## EXTRACTED DATA:
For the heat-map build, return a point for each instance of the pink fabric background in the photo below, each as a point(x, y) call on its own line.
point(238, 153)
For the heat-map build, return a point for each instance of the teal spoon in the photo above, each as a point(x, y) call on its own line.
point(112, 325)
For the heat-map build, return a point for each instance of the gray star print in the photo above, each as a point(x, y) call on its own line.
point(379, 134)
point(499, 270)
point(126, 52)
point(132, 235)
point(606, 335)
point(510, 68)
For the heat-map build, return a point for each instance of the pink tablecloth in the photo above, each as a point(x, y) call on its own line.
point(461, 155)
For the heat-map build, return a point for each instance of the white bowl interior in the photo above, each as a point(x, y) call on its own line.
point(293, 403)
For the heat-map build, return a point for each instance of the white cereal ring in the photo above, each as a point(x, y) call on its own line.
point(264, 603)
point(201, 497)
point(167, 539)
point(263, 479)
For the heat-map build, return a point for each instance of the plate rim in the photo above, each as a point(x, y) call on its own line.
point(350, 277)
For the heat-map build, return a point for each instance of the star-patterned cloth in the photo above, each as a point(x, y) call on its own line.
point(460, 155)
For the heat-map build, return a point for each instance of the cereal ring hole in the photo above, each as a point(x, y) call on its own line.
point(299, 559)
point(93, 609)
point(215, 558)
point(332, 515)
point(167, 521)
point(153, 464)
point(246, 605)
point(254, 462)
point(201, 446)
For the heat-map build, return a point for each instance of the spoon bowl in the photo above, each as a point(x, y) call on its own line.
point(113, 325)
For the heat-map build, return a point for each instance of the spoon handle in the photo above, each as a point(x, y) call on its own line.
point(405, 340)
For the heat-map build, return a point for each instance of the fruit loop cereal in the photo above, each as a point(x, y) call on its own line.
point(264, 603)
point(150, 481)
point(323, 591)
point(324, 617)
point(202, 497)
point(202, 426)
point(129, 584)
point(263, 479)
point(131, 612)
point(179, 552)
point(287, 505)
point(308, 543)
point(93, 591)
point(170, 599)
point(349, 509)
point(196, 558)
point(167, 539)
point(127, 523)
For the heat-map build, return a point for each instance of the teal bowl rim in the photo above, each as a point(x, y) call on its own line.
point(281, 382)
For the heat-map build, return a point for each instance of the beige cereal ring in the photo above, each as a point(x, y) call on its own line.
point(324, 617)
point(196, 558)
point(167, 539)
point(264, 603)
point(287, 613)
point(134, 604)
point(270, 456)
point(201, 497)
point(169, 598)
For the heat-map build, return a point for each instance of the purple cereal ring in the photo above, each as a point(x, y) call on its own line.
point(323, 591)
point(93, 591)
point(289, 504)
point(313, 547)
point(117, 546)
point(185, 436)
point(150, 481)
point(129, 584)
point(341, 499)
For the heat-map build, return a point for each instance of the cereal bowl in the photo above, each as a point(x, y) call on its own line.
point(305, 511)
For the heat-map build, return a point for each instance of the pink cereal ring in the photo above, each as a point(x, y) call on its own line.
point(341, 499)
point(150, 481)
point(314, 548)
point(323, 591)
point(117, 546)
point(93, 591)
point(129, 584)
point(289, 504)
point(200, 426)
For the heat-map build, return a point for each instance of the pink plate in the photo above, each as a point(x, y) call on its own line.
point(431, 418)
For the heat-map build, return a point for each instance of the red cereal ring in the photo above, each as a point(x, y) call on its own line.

## EXERCISE:
Output the line containing "the spoon handle" and all lines after it to the end of the records, exactly as given.

## ANSWER TO THE PROBLEM:
For the heat-map build, return a point for each instance of the spoon handle in the photo above, each as a point(x, y) call on its own line.
point(405, 340)
For the heat-map build, return a point for each instance of the fruit loop cereal in the photo above, each as a point(x, y) call on its own line.
point(264, 603)
point(150, 481)
point(323, 591)
point(324, 617)
point(202, 497)
point(202, 426)
point(129, 584)
point(263, 479)
point(131, 612)
point(179, 552)
point(287, 505)
point(308, 543)
point(93, 591)
point(170, 599)
point(349, 509)
point(196, 558)
point(167, 539)
point(127, 523)
For the heat-map build, return a point for each instance of the teal bowl rim in the photo above, each as a point(x, y) call on its own line.
point(281, 382)
For the heat-map build, return a point for each instance of the beige cereal ring in the photo above, each as a point(x, y) call on its own line.
point(324, 617)
point(196, 558)
point(167, 539)
point(264, 603)
point(287, 613)
point(134, 604)
point(270, 456)
point(201, 497)
point(169, 598)
For the heat-map build, return a point for each instance of the purple cereal ring in the photo above, each as a point(x, y) call on its own line.
point(323, 591)
point(93, 591)
point(289, 504)
point(313, 547)
point(117, 546)
point(185, 436)
point(150, 481)
point(129, 584)
point(341, 499)
For the heat-map build, return a point for each instance of the cereal bowl in the photo above, each as a point(x, y) call on its own line.
point(305, 511)
For the heat-map build, return a point for each instance of the pink cereal ring in the photo above, each as a point(x, y) call on its own line.
point(341, 499)
point(150, 481)
point(314, 548)
point(323, 591)
point(117, 546)
point(93, 591)
point(129, 584)
point(289, 504)
point(200, 426)
For the heat-map build, return a point for each instance of the pink plate in the photo above, each as a point(x, y) call on its own line.
point(431, 418)
For the heat-map build, return a point for each instance of the red cereal ring in the photo above, each as a point(x, y) call on its own line.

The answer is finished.